:: GIVEN RECORDS ::

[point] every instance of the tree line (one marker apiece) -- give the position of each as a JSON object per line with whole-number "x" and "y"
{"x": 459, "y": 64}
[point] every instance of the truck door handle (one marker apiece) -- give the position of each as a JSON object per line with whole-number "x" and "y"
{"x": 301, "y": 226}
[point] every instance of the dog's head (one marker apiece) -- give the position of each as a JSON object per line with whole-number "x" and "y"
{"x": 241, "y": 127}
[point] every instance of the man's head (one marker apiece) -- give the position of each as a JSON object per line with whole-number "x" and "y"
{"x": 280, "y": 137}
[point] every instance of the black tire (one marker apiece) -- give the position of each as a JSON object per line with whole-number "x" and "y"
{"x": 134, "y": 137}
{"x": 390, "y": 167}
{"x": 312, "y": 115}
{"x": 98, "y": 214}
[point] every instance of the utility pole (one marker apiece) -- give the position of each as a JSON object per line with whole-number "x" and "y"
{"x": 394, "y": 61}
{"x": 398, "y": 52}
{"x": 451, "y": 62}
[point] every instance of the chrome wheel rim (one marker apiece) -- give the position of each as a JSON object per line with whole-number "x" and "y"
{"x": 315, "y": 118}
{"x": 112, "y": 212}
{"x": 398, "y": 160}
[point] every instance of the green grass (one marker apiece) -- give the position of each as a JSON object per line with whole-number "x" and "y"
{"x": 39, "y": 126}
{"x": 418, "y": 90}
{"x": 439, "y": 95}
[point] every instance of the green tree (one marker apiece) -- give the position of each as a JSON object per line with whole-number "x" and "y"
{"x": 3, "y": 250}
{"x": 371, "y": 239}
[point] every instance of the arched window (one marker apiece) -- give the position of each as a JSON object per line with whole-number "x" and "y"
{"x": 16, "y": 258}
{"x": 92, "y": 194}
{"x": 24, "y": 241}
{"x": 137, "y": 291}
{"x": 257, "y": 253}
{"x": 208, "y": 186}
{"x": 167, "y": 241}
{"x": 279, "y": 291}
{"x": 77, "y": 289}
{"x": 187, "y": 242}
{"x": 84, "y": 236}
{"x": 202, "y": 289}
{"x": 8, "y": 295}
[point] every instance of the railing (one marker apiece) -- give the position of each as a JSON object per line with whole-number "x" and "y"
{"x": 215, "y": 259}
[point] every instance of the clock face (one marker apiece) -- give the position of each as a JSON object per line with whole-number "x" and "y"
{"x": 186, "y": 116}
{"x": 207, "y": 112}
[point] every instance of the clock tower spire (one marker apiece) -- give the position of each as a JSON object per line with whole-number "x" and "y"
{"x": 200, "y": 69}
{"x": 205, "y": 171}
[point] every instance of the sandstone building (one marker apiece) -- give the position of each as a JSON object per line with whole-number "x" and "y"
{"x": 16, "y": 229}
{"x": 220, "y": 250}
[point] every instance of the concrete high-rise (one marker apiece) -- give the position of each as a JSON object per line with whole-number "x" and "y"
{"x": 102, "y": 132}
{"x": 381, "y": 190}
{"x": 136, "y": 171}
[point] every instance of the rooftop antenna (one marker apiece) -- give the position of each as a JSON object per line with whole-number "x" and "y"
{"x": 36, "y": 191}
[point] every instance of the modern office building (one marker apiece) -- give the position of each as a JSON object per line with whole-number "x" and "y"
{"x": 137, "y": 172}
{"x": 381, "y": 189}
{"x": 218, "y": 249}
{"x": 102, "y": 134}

:::

Reproduce all of the data above line for line, without changing anything.

[point] every instance of the tree line (one marker apiece) -- give the position of each as a JSON object per line with whole-number "x" and "y"
{"x": 459, "y": 64}
[point] every instance of the truck door handle (one marker apiece) -- give the position of each as a JSON object per line with whole-number "x" and "y"
{"x": 301, "y": 226}
[point] every instance of the dog's head (one marker apiece) -- give the position of each as a JSON object per line with whole-number "x" and "y"
{"x": 241, "y": 127}
[point] every instance of the man's head (one marker apiece) -- give the position of each as a JSON object per line with whole-number "x" and "y"
{"x": 280, "y": 137}
[point] every instance of the black tire (one marker apiece) -- give the position of each as a JSON object per line with whole-number "x" and "y"
{"x": 134, "y": 137}
{"x": 390, "y": 167}
{"x": 312, "y": 115}
{"x": 98, "y": 214}
[point] every instance of the utility pole (one marker apiece) -- give the position of each as a JSON object per line with whole-number "x" and "y"
{"x": 394, "y": 61}
{"x": 398, "y": 52}
{"x": 451, "y": 62}
[point] every instance of the chrome wheel rim (one marker apiece) -- give the position of each as a JSON object per line with whole-number "x" and "y"
{"x": 315, "y": 118}
{"x": 112, "y": 212}
{"x": 398, "y": 160}
[point] every instance of the green grass (one marker apiece) -- give the position of each as a JSON object per line with whole-number "x" and "y"
{"x": 39, "y": 126}
{"x": 418, "y": 90}
{"x": 439, "y": 95}
[point] every instance of the green tree (one marker apiece) -- give the position of each as a JSON object per line with whole-number "x" and "y"
{"x": 3, "y": 250}
{"x": 371, "y": 239}
[point] every instance of the arched window (one marker apiece) -- give the position of each as a JSON object per line with whole-number "x" and "y"
{"x": 16, "y": 258}
{"x": 92, "y": 194}
{"x": 24, "y": 241}
{"x": 137, "y": 291}
{"x": 257, "y": 253}
{"x": 208, "y": 186}
{"x": 167, "y": 241}
{"x": 279, "y": 291}
{"x": 77, "y": 289}
{"x": 187, "y": 242}
{"x": 84, "y": 236}
{"x": 202, "y": 289}
{"x": 8, "y": 295}
[point] every instance of the railing (one marker apiece) -- give the position of each as a JSON object per line with whole-number "x" and "y"
{"x": 215, "y": 259}
[point] every instance of the clock face (one marker apiece) -- give the position of each as a JSON object per line with whole-number "x" and "y"
{"x": 186, "y": 116}
{"x": 207, "y": 112}
[point] every instance of the clock tower spire (one marker apiece) -- give the position of each as a JSON object per line with whole-number "x" and "y"
{"x": 200, "y": 69}
{"x": 205, "y": 171}
[point] every instance of the sandstone building (one marker apiece) -- give the position of each as a JSON object per line with whole-number "x" and "y"
{"x": 16, "y": 229}
{"x": 220, "y": 250}
[point] every instance of the concrete high-rise (one marker apiece) -- give the position of each as a JSON object per line with whole-number "x" and "y"
{"x": 102, "y": 132}
{"x": 381, "y": 190}
{"x": 136, "y": 171}
[point] every instance of the rooftop antenna (one marker apiece) -- give the position of each as a JSON object per line with whole-number "x" and "y"
{"x": 36, "y": 191}
[point] every instance of the modern office building (one marker apiece) -- give the position of each as a JSON object per line with whole-number "x" and "y"
{"x": 137, "y": 172}
{"x": 381, "y": 189}
{"x": 218, "y": 249}
{"x": 102, "y": 134}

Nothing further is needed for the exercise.